Task objective - Repeat every entry below exactly.

Record excerpts -
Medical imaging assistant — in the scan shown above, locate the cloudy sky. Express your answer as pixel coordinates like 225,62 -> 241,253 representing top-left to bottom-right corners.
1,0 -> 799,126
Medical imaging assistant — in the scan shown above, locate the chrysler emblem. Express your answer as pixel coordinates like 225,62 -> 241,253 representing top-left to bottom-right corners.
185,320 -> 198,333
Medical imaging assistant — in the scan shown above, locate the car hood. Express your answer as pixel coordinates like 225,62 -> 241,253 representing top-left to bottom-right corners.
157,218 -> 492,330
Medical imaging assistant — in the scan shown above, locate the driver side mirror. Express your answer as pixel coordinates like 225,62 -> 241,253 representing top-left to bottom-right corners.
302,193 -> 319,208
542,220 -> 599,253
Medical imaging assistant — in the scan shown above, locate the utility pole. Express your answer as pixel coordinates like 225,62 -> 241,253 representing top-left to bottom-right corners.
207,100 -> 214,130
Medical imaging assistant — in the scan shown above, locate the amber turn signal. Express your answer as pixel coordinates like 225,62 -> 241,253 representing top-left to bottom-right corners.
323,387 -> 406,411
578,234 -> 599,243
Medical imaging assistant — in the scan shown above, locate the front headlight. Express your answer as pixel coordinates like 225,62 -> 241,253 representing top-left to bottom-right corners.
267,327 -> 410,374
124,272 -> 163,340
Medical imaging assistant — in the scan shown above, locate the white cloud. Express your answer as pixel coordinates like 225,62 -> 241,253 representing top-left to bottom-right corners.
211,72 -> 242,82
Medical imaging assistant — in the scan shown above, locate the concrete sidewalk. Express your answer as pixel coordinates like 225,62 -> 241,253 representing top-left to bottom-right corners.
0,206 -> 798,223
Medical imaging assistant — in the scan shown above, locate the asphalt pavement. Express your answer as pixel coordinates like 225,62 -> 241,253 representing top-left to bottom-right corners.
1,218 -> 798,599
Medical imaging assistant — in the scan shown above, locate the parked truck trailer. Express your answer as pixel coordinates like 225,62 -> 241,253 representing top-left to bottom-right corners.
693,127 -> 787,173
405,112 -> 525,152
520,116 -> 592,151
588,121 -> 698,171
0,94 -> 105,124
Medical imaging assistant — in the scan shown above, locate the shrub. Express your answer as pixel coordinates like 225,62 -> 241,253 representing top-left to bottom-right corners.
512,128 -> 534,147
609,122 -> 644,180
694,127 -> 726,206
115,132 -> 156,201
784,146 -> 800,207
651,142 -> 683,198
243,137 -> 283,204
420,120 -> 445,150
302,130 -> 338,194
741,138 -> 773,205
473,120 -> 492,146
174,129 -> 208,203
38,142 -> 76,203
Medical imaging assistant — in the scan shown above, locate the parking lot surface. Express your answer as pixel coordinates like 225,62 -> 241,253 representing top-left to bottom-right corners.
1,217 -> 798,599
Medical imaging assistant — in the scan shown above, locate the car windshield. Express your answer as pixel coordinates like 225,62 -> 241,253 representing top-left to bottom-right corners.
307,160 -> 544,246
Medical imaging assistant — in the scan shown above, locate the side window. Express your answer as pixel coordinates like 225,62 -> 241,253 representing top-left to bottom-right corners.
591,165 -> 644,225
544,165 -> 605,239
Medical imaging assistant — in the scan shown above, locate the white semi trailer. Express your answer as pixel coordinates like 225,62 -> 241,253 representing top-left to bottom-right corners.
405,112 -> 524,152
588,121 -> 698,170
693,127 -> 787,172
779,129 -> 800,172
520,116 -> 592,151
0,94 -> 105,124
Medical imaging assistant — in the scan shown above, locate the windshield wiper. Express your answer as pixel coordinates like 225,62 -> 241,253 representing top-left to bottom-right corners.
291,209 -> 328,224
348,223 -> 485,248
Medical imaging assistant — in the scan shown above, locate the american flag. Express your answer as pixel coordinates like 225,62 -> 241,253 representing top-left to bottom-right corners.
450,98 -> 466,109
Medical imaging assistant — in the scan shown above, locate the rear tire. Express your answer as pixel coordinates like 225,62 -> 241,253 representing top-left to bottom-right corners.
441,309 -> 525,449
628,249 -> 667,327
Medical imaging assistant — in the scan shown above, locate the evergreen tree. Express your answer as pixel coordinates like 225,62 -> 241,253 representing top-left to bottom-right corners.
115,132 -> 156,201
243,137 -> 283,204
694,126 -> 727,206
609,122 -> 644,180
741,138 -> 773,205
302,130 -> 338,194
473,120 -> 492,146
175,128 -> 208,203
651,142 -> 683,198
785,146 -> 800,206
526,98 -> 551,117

Answer section -
Medical imaging assistant — in the scan shown above, locate the cloudy sky. Express your answer as pixel coordinates like 225,62 -> 241,253 representing top-left to bottom-right corners.
1,0 -> 799,126
Medical imaging assistant — in the scan shown above, locate the chrysler emblem. Express your answer as pixel coordinates like 225,62 -> 241,253 representing top-left to bottom-right corners.
185,320 -> 198,333
Medical imaging assistant — in the scan shown above, locate the car hood. Express your answer as pixel coordinates like 225,62 -> 241,253 representing top-left to bottom-right corners.
157,218 -> 492,330
Medical imaging assistant — in the scan shown above, locate the driver side mirror. Express your answer as pixel coordinates like 225,62 -> 241,253 representing top-left to bottom-right corners.
302,193 -> 319,208
542,220 -> 599,253
Medical imaging assistant — in the scan shown above, locate the utility pole. Express your answer as pixel coordinates like 225,62 -> 241,253 representing top-left to bottom-right corners.
207,100 -> 214,130
Medical imaging assistant — in the scan shown above, locate the amber turn signal. Express your answer as pixel coordinates like 225,62 -> 241,253 representing top-left to bottom-right corners.
323,387 -> 406,411
578,234 -> 599,243
Medical imaging assistant — in the scan shown above, locate the front headlight. Express your answer as pixel coordinates like 225,62 -> 241,253 representing top-left to bottom-right corners.
267,327 -> 410,374
124,272 -> 163,340
Medical imaging assistant — in the scan shown above, locate the white cloud. Express your answer as pixel coordinates like 225,62 -> 241,253 representing top-left to bottom-right corners.
211,72 -> 242,82
Medical imaging assistant — in the scan shown above, locate the concrete sidewalk. Express your answer as pixel coordinates like 225,62 -> 241,253 representing top-left to bottom-right corners.
0,206 -> 798,223
Medical imaging assistant — in the scan shown above, locate the asphalt pavement. Express your answer as pixel coordinates like 225,62 -> 241,253 representing top-left to bottom-right corners.
1,218 -> 798,599
Medical imaging assistant — in the scan shown above, locate the parked truck trailer. Express your answer as pixel coordinates like 225,62 -> 241,253 representing top-left to bottom-right corners.
693,127 -> 787,173
405,112 -> 525,152
520,116 -> 592,151
588,121 -> 698,171
0,94 -> 105,124
Medical imaging assistant — in the scan shown above, locate the shrub. Express your answer as pixel coordinates like 225,62 -> 241,253 representing top-left to bottom-right corners.
512,128 -> 534,147
609,122 -> 644,180
694,127 -> 726,206
115,132 -> 156,201
784,146 -> 800,207
651,142 -> 683,198
243,137 -> 283,204
420,120 -> 445,150
302,130 -> 338,194
741,138 -> 773,205
473,120 -> 492,146
174,129 -> 208,203
38,142 -> 76,203
Medical imaging assistant — in the scan shown above, locate the parking lot surface. Express your answer as pixel coordinates like 225,62 -> 241,253 representing top-left to bottom-right corners.
1,217 -> 798,599
Medical imaging assistant — in the scan shown above, locate the car windshield. Express your answer as pixel coordinates like 225,62 -> 241,253 representing top-left to bottom-right corners.
307,160 -> 544,246
Medical imaging assistant — in the scan shown above, locate the side window. Express your answer as pixel coordinates like 225,62 -> 241,253 representing top-left to bottom-right corners.
591,165 -> 644,225
544,165 -> 605,239
Medical imaging assistant — in the scan shown above, locate the white semi trailer. Express your answer as pixel coordinates like 225,62 -> 241,253 representing top-left to bottom-right corners.
405,112 -> 524,152
588,121 -> 698,170
693,127 -> 787,172
779,129 -> 800,172
520,116 -> 592,151
0,94 -> 105,124
Medical imaging assistant — in the scan shown above, locate the windshield wiper. Express your answer as pixel coordinates like 225,62 -> 241,253 representing top-left to bottom-right corners.
291,209 -> 328,224
348,223 -> 485,248
Medical imaging assistant — in the scan shown above, locate the american flag. Express your answer as pixel coordinates like 225,62 -> 241,253 representing top-left to bottom-right corners.
450,98 -> 466,109
Medical imaging assistant — in the scan shown above, locate the rear tire. Express your answer as pixel coordinates like 225,62 -> 241,253 representing top-left to bottom-right corners.
441,309 -> 525,449
628,249 -> 667,327
Medical imaging assistant — in the scan shown above, locate the evergreen tree. Express your answer as pixel coordinates like 225,62 -> 241,253 representing top-left to bottom-right corners.
115,132 -> 156,201
243,137 -> 283,204
694,126 -> 727,206
609,122 -> 644,180
741,138 -> 773,205
302,130 -> 338,194
473,120 -> 492,146
175,128 -> 208,203
651,142 -> 683,198
785,146 -> 800,206
526,98 -> 551,117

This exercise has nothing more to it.